== Goal of the exercise ==
Pick out every line of the records below that contains the string "field", matching case exactly.

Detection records
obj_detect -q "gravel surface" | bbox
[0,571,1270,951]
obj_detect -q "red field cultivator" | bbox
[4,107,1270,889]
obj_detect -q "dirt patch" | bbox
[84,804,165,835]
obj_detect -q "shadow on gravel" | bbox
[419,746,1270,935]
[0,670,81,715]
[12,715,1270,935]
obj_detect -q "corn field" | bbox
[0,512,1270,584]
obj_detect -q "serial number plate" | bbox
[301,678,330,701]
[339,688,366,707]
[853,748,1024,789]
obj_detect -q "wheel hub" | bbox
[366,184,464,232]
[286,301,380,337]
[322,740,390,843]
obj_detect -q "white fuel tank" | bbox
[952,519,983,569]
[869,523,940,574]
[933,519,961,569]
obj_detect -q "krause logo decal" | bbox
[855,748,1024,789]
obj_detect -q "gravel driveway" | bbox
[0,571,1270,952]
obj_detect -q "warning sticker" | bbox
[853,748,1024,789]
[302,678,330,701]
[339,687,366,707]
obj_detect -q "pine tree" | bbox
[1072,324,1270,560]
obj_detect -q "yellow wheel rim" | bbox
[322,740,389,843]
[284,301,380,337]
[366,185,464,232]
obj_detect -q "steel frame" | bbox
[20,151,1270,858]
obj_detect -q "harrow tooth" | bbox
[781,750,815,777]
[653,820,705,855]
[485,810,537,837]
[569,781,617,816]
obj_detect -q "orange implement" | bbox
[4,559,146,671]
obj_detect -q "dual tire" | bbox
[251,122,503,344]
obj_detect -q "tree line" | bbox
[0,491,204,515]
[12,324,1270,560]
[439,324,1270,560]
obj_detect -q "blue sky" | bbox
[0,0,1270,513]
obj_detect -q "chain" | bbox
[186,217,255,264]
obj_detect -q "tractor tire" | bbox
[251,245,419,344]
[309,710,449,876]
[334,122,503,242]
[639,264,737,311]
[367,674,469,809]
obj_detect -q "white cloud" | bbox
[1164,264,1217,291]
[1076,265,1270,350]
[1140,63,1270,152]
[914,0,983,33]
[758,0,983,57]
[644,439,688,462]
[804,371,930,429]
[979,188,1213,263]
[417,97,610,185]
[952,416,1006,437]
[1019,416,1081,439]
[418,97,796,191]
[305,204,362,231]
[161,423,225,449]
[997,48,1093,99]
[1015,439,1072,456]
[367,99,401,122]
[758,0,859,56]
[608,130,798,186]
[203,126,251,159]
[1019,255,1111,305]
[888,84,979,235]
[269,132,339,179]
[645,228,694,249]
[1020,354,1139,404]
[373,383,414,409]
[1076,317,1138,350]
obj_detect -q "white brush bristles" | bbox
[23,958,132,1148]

== Answer ==
obj_detect -q "red field cultivator" | bbox
obj_detect -q "corn field" | bbox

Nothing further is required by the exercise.